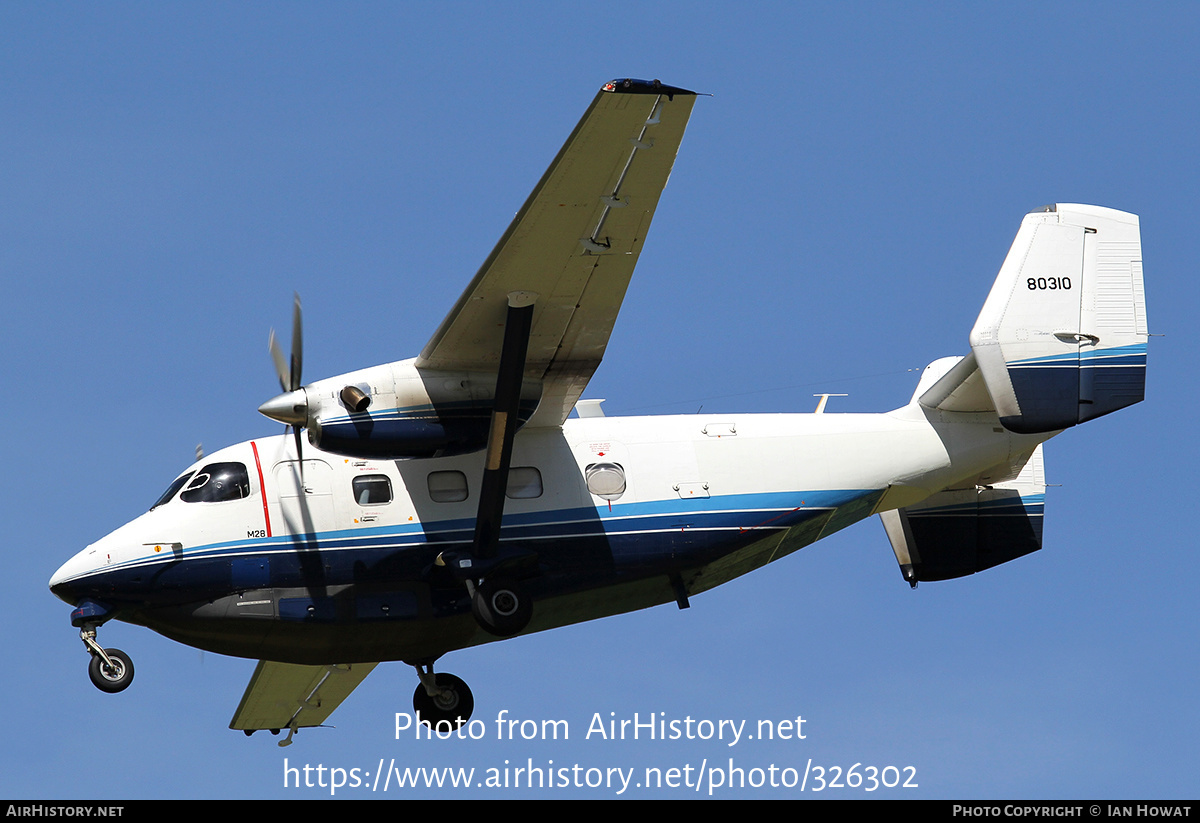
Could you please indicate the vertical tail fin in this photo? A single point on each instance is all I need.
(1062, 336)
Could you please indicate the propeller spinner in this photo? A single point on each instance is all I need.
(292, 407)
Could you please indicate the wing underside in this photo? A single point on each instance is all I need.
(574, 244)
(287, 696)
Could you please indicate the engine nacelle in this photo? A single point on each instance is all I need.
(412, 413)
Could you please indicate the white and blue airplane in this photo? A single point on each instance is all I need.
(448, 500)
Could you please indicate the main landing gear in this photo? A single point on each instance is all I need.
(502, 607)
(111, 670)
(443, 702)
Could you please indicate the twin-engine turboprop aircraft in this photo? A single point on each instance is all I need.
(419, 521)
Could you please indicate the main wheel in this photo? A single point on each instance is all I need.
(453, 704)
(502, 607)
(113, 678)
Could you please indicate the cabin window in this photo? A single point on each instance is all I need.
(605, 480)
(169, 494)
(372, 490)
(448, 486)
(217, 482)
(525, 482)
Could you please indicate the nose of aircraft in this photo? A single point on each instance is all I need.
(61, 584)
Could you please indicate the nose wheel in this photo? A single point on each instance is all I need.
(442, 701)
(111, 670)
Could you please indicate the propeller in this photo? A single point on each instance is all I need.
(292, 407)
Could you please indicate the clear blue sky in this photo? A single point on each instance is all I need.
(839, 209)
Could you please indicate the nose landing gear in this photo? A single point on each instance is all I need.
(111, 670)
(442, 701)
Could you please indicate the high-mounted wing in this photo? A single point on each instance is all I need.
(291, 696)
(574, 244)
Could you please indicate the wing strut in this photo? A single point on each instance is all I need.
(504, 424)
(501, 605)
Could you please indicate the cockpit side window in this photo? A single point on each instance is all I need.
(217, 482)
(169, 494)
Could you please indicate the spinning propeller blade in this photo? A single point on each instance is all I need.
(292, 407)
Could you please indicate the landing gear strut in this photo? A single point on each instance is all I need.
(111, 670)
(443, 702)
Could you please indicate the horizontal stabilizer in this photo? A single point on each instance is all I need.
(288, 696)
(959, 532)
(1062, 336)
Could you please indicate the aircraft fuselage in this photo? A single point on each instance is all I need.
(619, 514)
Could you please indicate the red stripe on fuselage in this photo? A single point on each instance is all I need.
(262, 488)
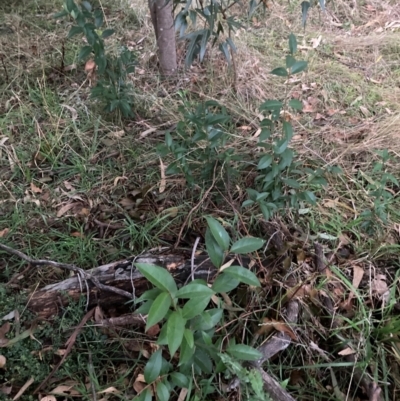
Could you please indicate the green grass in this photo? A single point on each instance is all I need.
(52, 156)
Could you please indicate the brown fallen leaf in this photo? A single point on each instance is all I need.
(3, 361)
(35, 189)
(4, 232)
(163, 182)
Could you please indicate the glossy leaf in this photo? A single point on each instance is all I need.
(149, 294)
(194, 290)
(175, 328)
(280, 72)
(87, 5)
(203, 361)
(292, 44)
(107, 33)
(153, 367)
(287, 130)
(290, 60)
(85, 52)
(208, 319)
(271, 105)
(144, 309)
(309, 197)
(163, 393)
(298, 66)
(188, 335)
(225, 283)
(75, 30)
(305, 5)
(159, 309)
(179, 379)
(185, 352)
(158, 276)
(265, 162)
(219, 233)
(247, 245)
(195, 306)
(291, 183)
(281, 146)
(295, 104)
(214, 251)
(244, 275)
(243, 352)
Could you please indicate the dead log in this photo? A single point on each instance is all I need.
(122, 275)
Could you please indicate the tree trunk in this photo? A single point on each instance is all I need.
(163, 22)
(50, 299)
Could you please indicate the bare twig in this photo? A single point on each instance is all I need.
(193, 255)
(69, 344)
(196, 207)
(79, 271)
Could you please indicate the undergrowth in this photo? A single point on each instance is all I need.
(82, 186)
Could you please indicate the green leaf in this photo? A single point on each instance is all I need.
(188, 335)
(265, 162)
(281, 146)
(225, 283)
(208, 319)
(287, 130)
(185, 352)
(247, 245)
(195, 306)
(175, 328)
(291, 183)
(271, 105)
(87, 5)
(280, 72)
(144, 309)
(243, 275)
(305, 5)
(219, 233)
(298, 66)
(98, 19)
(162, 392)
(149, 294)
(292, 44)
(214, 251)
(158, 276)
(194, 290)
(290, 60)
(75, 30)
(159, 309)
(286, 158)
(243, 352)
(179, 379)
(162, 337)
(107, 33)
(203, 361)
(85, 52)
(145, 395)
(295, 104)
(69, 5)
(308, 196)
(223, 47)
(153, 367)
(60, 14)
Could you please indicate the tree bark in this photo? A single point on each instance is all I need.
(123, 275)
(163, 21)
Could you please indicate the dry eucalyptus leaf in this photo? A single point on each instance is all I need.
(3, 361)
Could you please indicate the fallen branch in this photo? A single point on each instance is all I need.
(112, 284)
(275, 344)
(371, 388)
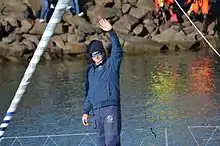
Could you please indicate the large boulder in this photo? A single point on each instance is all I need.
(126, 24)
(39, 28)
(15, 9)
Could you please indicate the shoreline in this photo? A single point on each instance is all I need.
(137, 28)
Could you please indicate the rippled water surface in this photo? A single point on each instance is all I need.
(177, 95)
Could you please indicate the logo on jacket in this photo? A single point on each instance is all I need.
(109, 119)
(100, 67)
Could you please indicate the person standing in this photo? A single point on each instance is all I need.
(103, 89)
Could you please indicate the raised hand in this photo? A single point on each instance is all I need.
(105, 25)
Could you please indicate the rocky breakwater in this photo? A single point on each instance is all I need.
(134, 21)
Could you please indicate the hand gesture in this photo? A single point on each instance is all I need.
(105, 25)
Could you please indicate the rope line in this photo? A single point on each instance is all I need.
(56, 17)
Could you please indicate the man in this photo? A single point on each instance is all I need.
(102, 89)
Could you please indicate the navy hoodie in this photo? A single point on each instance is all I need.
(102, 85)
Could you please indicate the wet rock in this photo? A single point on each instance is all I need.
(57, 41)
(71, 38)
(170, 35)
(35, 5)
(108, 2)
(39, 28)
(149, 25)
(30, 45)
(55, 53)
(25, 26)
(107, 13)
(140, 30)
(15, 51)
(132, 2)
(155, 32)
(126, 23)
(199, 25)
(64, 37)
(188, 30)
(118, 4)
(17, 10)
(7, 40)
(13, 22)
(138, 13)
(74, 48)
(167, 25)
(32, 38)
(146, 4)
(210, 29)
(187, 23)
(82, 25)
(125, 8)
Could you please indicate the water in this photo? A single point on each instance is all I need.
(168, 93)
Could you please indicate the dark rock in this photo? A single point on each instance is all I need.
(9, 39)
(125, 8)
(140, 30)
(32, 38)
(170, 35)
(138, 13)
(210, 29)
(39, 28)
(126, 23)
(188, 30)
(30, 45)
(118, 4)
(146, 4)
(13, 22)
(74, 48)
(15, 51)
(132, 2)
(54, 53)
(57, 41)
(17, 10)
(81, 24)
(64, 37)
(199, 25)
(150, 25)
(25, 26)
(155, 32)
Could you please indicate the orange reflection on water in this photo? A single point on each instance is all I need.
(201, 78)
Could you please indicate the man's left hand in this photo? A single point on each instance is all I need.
-=-=-
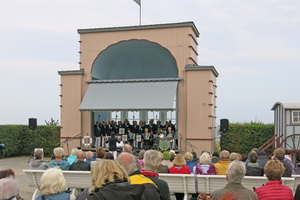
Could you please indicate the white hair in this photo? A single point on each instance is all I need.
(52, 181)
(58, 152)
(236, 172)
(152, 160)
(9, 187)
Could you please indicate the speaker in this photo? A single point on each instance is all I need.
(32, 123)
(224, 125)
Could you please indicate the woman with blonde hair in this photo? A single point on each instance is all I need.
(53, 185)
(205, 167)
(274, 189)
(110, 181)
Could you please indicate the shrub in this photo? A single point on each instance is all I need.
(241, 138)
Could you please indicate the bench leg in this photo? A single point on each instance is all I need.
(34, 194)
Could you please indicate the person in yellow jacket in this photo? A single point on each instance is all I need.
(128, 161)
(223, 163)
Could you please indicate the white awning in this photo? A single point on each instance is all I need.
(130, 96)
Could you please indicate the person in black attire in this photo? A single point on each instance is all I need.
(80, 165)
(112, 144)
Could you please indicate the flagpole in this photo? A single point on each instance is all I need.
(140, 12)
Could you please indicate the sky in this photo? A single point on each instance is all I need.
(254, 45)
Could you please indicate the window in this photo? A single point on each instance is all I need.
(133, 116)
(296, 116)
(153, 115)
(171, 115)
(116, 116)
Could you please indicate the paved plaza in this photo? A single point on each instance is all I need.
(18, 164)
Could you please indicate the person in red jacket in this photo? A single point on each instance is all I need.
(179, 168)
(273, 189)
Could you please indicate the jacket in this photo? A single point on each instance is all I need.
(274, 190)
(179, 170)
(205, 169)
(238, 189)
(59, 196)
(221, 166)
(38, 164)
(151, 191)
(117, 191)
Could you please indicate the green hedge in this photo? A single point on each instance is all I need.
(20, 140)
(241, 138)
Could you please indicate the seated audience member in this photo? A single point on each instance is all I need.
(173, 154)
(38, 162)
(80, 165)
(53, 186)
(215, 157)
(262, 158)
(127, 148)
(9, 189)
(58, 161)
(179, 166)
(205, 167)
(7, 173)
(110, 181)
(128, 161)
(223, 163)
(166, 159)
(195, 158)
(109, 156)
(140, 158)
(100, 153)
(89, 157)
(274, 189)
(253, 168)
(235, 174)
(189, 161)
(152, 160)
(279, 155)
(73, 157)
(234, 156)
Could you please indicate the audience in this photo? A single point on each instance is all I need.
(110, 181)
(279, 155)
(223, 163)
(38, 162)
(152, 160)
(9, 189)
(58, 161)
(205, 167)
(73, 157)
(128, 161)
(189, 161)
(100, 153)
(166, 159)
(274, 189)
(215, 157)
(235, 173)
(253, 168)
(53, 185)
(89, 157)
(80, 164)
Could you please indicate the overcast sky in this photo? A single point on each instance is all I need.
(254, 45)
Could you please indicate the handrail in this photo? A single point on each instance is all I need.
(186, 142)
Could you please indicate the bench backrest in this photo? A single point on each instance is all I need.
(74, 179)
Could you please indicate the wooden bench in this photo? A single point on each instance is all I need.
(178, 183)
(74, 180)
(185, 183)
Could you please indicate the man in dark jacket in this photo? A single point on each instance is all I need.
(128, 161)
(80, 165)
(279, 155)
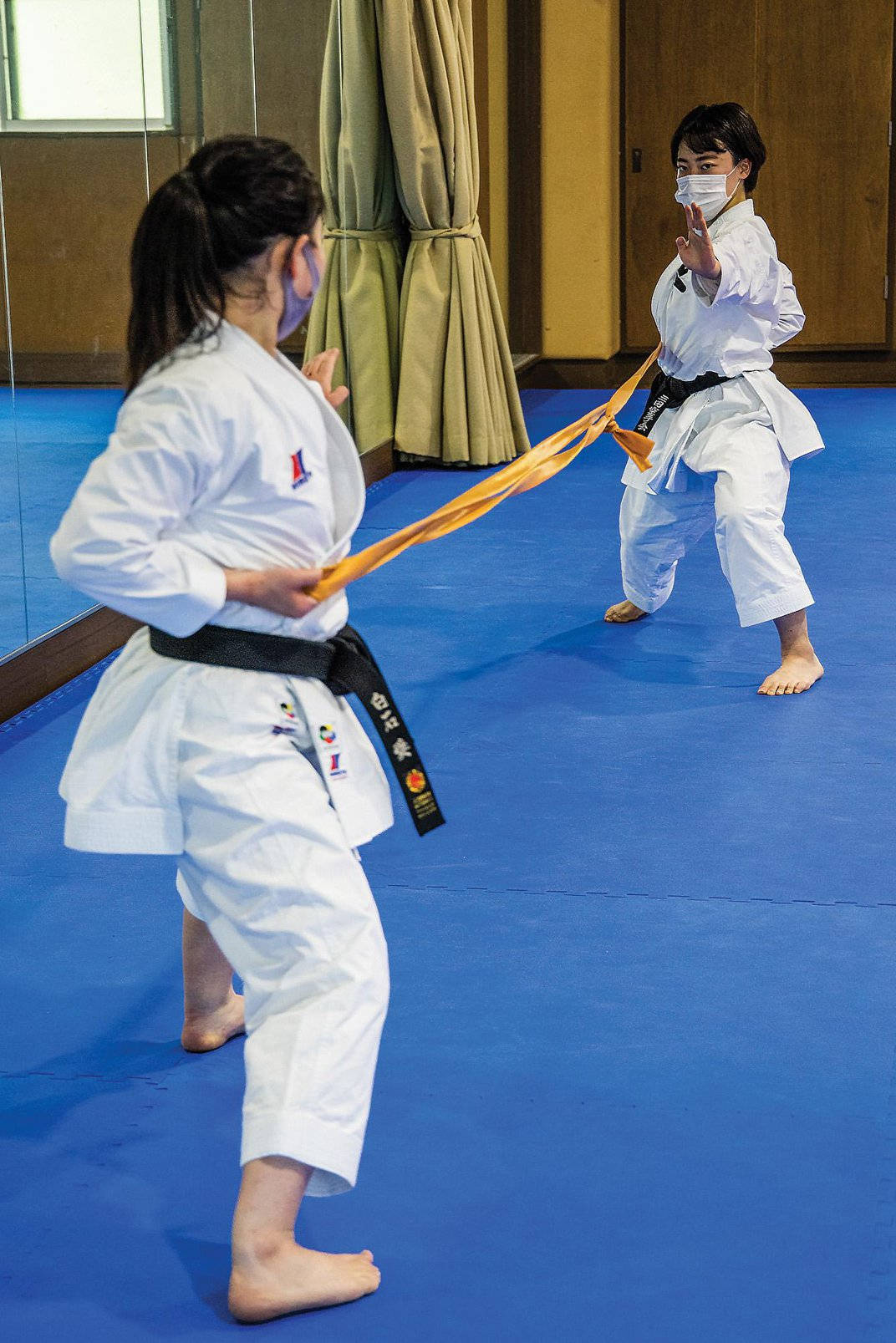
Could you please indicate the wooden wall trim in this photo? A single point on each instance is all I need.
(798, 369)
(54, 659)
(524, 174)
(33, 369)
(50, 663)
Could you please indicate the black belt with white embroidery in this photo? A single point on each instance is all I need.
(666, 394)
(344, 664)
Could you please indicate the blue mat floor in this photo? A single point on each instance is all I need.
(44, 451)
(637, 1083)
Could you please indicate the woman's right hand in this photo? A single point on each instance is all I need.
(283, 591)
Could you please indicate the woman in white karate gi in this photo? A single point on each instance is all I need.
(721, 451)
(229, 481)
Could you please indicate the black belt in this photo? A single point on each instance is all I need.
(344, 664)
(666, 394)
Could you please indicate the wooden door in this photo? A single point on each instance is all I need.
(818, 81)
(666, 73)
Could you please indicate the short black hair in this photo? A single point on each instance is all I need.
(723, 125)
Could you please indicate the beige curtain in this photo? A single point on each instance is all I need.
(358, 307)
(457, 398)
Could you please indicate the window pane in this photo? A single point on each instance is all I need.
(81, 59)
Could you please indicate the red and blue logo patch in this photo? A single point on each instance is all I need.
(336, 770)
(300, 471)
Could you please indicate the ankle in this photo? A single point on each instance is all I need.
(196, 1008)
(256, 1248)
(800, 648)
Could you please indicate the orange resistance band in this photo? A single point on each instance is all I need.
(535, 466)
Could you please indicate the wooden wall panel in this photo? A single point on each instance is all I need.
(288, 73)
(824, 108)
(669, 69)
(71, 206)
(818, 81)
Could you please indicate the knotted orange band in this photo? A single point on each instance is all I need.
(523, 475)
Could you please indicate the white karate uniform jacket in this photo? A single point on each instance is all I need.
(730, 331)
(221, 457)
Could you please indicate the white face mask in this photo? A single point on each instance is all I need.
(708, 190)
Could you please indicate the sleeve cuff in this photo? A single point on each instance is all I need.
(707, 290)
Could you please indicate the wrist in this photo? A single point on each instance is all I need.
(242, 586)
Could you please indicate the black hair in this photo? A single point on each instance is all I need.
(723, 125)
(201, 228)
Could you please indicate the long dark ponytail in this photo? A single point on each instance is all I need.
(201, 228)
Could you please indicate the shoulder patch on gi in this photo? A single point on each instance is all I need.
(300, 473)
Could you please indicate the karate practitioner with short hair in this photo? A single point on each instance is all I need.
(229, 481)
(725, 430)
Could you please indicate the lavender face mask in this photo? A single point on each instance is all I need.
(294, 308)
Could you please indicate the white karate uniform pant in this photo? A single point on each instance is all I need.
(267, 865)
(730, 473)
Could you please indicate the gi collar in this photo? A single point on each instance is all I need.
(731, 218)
-=-=-
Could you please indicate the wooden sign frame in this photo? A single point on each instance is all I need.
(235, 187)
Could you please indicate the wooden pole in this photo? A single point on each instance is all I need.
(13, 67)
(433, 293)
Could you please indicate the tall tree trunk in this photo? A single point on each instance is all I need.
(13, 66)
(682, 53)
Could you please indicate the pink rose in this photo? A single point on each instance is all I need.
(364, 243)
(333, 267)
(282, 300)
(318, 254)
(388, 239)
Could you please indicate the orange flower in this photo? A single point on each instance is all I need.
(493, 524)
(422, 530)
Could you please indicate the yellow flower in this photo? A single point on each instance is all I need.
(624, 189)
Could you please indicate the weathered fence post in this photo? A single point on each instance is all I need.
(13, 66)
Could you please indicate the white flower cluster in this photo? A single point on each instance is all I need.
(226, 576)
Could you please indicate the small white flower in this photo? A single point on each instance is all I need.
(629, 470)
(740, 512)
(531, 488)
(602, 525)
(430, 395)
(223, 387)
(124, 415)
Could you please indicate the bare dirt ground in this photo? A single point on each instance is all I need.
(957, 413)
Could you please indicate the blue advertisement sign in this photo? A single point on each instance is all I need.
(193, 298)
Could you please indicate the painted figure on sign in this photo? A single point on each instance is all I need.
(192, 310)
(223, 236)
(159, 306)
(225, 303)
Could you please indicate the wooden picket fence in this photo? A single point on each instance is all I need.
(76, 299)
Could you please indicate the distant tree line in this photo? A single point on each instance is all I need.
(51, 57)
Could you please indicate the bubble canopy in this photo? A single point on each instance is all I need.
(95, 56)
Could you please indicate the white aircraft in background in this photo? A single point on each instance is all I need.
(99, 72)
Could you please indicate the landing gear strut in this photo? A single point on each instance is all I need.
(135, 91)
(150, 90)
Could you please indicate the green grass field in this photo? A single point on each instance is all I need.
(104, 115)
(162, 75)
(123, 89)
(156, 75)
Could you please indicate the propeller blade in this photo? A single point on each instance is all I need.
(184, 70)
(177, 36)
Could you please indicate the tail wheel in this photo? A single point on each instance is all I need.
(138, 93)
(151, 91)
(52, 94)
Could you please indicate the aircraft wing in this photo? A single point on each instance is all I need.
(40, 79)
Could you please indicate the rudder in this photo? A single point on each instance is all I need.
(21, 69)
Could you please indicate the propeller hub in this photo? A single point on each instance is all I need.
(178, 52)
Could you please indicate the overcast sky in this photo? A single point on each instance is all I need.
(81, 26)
-=-=-
#### [Task instructions]
Collect every line in the material above that contains the word "audience", and copy each of those lines in full.

#### [Worked solution]
Could you please indicate the seated audience member in this photo? A single point on each instance is all I need.
Could you please indicate the audience in this photo? A single point on each instance is all I need.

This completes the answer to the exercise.